# [EXERCISE REQUIREMENTS]
A – Answer these questions from the Steven Shankman profile, one line each:
(i) At which universities did he teach before coming to Oregon?
(ii) Which press is publishing Talmudic Verses?
(iii) Which book of his appeared in the same year as Epics and Other Higher Narratives?
B – Resume the Steven Shankman profile, picking up right after its final sentence.

# [PAGE EXTRACT]
*****

University of Oregon

STEVEN SHANKMAN holds the UNESCO Chair in Transcultural Studies, Interreligious Dialogue, and Peace and is co-director of the UNESCO Crossings Institute at the University of Oregon, where he is Distinguished Professor Emeritus of English and Classics. Before coming to Oregon, he taught at Princeton, Columbia, and Harvard. 

 His work in the Western classical tradition includes Pope’s Iliad: Homer in the Age of Passion (1983) and In Search of the Classic: Reconsidering the Classical Tradition, Homer to Valéry and Beyond (1994). His Penguin edition of Pope’s Iliad appeared in 1996. Some of his later work, including The Siren and the Sage: Knowledge and Wisdom in Ancient Greece and China (co-authored with Stephen Durrant, 2000) and Early China/Ancient Greece: Thinking through Comparisons (co-edited by Stephen Durrant, 2002), compares classical traditions. With Stephen Durrant and four others, he is an editor of The World of Literature (1999), an anthology of world literature from a global perspective, which contains some of his own poetic translations from Chinese, Greek, and Latin. He is the author of two books of poems: Kindred Verses, a chapbook, was published in 2000. Talmudic Verses is forthcoming (2023) from Finishing Line Press. His poetry has appeared in a number of journals including Tikkun, Sewanee Review, Literary Imagination, Literary Matters, and Poetica Magazine. Epics and Other Higher Narratives: An Intercultural Approach, co-edited by Amiya Dev, appeared in 2010, as did his book Other Others: Levinas, Literature, Transcultural Studies. He has been a Guggenheim and an NEH Fellow.

*****

# [GIVEN RECORDS]
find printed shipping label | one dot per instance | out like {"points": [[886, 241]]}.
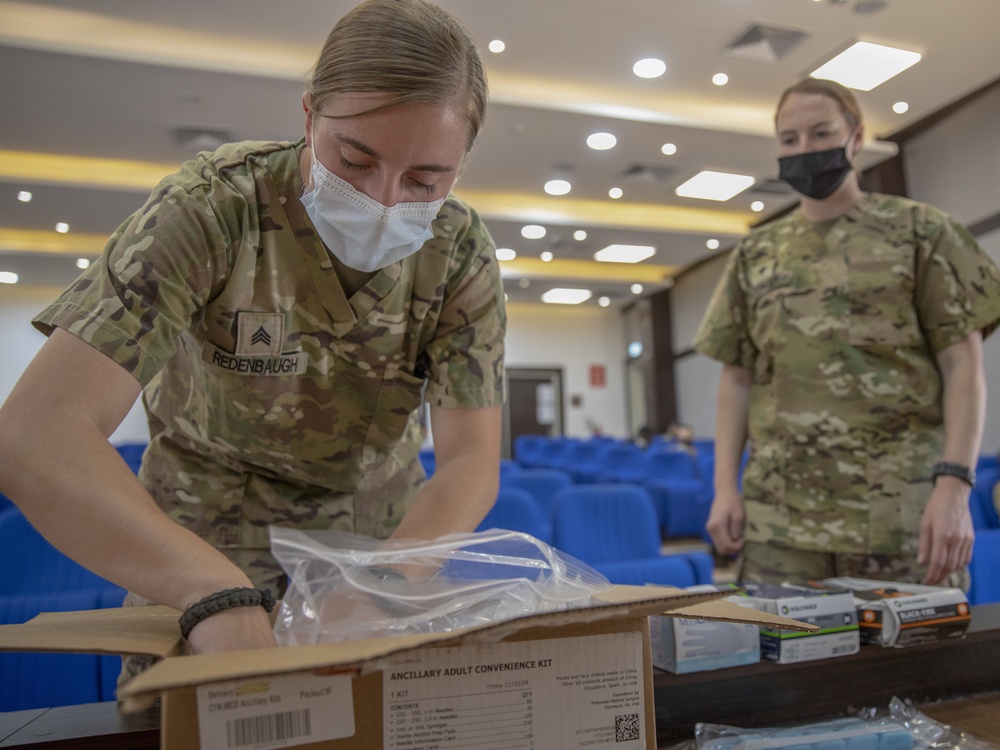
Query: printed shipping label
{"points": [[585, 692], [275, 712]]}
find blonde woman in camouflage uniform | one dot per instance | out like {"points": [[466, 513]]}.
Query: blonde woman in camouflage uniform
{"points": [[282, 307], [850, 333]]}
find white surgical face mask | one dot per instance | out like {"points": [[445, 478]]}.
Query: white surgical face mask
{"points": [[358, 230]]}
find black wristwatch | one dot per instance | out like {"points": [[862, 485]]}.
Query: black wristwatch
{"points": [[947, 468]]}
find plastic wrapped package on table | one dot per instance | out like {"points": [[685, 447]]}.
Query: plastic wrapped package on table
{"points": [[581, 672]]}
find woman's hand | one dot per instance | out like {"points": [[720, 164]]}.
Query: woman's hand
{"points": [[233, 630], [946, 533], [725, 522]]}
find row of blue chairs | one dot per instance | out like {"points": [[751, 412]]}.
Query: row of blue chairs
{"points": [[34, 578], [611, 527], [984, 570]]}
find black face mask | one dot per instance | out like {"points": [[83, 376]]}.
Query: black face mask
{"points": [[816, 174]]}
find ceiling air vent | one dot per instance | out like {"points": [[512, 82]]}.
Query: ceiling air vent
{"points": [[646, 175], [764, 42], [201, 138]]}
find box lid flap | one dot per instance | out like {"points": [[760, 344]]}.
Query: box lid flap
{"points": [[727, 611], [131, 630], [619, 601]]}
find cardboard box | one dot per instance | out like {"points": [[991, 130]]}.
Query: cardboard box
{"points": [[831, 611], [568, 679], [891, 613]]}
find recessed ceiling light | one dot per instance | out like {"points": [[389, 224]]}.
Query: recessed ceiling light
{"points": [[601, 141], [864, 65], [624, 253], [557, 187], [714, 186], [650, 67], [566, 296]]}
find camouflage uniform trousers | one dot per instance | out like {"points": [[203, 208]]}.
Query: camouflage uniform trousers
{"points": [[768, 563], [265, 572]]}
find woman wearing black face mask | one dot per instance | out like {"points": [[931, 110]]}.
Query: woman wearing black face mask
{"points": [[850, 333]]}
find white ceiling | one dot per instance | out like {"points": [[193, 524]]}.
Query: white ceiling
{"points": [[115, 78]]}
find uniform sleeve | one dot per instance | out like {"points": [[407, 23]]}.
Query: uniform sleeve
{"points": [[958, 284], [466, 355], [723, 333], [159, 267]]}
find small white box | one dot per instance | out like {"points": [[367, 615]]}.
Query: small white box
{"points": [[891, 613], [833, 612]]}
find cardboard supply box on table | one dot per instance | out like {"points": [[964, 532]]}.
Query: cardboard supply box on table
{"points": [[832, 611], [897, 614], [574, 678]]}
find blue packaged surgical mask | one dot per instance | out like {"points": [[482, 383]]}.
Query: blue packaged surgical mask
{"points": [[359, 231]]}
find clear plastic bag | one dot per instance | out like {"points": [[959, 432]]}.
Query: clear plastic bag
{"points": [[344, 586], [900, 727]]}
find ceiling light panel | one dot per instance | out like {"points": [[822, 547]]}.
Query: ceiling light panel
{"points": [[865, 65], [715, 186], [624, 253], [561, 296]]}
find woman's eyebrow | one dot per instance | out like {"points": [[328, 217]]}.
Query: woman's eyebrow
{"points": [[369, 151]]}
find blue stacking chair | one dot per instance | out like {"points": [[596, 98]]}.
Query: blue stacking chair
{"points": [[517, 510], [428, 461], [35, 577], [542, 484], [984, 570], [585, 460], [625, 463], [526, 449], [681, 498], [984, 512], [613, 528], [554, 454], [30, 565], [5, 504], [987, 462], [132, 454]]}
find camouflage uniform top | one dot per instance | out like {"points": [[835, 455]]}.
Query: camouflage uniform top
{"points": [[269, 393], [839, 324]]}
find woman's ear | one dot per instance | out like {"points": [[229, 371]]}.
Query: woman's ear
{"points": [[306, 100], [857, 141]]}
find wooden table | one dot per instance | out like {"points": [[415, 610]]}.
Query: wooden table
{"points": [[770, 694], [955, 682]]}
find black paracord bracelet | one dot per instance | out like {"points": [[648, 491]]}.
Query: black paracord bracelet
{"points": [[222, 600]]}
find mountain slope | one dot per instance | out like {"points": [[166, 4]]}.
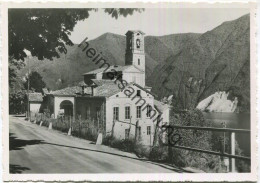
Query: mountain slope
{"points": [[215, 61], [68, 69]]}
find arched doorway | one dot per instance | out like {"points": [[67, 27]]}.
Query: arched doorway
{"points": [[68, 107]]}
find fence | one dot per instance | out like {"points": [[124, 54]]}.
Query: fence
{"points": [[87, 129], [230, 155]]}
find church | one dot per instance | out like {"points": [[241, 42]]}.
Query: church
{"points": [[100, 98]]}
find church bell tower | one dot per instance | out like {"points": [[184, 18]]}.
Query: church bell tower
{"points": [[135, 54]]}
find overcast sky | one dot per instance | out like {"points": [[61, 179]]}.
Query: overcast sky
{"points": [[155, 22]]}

*****

# [ANSWERS FOR EACH ITEM]
A –
(i) Princeton, Columbia, and Harvard
(ii) Finishing Line Press
(iii) Other Others: Levinas, Literature, Transcultural Studies

B –
His most recent scholarly book is Turned Inside-Out: Reading the Russian Novel in Prison (Northwestern University Press, 2017). He is currently at work on a translation from the French of Suerte: L’exclusion volontaire, a semi-autobiographical novel (1995) by Claude Lucas, the so-called “gangster philosopher” who, before writing Suerte, became a devotee of Emmanuel Levinas’s first magnum opus, Totality and Infinity; and a book on Levinas and Tolstoy.